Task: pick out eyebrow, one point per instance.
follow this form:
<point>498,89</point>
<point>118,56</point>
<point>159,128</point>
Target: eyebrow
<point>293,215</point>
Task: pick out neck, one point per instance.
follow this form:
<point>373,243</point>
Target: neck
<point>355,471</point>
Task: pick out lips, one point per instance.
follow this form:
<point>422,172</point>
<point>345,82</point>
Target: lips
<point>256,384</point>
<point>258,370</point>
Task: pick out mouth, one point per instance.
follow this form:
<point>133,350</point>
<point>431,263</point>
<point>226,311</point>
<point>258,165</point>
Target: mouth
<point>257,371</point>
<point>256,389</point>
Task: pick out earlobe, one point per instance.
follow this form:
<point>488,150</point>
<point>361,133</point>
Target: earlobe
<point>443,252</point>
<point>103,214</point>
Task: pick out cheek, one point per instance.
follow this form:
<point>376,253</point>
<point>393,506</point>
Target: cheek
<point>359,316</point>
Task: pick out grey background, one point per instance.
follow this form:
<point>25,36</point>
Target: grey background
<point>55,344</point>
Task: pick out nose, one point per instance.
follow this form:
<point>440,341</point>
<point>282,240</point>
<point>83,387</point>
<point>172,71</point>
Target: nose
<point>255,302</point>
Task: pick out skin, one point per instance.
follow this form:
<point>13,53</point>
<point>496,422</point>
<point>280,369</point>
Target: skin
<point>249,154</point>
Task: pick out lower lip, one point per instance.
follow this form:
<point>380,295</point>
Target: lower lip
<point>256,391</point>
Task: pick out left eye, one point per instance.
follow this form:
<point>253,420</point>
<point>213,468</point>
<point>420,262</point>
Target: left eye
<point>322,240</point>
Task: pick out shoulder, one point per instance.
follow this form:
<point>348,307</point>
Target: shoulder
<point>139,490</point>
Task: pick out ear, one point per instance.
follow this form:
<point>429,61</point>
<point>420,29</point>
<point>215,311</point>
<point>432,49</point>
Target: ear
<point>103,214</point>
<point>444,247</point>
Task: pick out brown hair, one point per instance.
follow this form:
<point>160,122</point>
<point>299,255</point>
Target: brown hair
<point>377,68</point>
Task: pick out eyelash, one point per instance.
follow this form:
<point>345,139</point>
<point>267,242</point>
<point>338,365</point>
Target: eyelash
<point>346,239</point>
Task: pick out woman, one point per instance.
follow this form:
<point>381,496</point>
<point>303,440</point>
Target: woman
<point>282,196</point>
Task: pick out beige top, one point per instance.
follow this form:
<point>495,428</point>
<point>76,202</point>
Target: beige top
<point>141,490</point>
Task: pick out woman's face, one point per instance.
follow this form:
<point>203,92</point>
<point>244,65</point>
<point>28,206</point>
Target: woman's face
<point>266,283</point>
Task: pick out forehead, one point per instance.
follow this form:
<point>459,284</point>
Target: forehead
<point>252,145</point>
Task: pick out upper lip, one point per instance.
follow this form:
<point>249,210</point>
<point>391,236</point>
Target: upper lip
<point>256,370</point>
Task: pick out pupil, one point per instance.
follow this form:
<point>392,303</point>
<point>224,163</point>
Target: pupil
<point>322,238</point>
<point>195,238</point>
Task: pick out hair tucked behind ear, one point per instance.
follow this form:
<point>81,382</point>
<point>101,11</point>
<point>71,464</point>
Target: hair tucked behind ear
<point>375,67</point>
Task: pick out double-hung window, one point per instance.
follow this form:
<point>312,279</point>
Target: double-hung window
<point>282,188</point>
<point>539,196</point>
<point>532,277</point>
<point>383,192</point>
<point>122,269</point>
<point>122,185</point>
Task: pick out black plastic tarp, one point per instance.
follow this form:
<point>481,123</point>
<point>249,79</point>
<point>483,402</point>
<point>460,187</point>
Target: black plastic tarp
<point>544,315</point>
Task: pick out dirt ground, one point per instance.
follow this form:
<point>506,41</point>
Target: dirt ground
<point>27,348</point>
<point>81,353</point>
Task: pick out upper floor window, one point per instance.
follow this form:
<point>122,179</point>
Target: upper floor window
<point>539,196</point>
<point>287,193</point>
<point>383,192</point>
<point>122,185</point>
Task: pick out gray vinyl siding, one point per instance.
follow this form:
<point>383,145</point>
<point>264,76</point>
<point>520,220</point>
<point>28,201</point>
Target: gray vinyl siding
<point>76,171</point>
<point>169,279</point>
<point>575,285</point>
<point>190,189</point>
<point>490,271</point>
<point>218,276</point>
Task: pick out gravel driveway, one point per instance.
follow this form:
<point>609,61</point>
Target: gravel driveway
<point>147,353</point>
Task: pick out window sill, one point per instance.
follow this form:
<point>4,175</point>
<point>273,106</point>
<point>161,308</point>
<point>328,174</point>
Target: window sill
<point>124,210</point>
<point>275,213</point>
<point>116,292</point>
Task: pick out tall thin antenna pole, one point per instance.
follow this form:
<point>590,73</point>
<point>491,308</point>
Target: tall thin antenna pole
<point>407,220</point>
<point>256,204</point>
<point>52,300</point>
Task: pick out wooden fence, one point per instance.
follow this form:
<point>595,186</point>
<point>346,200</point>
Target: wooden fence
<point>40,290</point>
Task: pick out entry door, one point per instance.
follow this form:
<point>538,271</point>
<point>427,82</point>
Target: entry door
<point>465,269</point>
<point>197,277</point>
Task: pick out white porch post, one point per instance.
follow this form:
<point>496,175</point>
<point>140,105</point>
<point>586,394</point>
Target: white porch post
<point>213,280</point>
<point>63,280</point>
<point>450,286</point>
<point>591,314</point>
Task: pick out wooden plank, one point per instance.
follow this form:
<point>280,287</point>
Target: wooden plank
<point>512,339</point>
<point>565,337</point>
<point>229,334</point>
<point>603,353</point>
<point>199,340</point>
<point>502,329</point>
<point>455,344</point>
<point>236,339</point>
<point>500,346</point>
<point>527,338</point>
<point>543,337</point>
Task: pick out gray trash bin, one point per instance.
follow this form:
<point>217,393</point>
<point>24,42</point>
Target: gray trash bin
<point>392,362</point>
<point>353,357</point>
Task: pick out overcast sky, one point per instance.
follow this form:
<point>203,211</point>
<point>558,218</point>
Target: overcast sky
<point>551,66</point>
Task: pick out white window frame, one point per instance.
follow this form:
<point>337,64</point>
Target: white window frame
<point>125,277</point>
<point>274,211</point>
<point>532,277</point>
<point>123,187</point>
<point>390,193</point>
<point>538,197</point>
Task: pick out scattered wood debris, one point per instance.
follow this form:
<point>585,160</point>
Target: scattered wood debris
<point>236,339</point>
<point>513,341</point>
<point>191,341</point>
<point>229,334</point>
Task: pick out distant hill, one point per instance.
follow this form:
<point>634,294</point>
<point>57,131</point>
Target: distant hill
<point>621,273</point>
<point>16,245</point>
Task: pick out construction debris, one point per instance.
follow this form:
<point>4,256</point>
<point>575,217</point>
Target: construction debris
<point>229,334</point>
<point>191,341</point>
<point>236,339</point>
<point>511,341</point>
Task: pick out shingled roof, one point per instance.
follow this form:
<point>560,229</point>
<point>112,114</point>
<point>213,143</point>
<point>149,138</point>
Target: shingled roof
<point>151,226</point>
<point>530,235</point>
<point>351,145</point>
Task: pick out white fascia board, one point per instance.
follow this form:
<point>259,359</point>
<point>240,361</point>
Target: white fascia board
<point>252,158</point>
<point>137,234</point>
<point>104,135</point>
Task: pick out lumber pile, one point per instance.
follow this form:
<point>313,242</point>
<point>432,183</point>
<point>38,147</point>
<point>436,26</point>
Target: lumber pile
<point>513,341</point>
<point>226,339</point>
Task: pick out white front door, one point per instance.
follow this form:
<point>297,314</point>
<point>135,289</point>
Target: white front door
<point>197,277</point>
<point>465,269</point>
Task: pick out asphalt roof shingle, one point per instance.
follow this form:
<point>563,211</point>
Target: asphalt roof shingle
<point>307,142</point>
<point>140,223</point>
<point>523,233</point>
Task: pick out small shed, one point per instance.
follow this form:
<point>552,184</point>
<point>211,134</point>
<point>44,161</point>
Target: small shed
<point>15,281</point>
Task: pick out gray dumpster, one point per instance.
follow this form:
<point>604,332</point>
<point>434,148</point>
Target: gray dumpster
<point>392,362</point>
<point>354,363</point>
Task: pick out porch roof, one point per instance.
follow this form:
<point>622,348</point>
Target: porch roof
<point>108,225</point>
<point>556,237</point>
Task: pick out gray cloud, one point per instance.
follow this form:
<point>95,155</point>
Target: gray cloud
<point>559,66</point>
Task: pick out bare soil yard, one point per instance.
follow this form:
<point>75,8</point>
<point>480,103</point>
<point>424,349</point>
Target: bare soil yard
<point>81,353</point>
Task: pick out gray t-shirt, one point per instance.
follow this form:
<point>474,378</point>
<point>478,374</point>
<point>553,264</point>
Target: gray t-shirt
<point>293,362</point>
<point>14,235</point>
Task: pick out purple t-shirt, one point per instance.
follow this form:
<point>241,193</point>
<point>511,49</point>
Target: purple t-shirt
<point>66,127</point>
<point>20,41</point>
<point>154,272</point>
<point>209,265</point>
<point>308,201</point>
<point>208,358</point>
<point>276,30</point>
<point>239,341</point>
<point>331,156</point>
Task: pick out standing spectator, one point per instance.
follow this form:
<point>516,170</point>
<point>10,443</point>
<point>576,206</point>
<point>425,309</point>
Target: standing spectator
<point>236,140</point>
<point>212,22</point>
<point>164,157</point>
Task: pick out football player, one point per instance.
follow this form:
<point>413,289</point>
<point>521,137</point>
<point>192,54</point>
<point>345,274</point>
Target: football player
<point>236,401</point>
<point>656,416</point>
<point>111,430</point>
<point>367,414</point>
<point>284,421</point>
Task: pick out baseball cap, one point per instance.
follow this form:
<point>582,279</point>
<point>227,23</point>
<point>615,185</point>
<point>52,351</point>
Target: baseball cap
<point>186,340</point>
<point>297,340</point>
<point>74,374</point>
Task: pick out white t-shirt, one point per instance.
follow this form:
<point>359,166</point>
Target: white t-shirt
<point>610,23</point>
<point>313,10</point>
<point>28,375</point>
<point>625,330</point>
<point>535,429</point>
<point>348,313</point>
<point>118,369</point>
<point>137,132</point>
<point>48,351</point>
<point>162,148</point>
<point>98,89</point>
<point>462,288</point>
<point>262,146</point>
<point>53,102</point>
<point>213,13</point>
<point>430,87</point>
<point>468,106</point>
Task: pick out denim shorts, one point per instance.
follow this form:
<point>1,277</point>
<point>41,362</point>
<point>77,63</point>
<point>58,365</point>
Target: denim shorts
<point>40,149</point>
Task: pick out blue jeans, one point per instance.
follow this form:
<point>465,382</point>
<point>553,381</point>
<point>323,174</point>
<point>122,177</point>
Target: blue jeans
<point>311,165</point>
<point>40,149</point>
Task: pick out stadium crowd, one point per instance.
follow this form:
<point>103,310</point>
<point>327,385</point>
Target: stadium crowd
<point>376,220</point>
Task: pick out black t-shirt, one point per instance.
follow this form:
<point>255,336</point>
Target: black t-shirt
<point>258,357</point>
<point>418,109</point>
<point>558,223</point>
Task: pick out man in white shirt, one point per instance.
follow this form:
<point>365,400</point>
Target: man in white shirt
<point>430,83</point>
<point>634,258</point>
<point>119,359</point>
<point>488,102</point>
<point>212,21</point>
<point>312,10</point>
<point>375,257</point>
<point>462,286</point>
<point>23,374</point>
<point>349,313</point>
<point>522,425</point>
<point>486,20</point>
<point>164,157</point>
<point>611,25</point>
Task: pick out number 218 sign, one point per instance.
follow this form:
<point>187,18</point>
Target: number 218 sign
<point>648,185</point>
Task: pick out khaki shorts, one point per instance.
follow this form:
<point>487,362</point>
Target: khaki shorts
————————
Task goal:
Reproduce verbatim the lines of the records above, everything from the line containing "Task: pick out gray t-shirt, one" down to the line containing "<point>14,235</point>", both included.

Response to the exercise:
Task: pick out gray t-shirt, one point per instance.
follow this form:
<point>474,378</point>
<point>478,374</point>
<point>553,264</point>
Target: gray t-shirt
<point>293,362</point>
<point>14,235</point>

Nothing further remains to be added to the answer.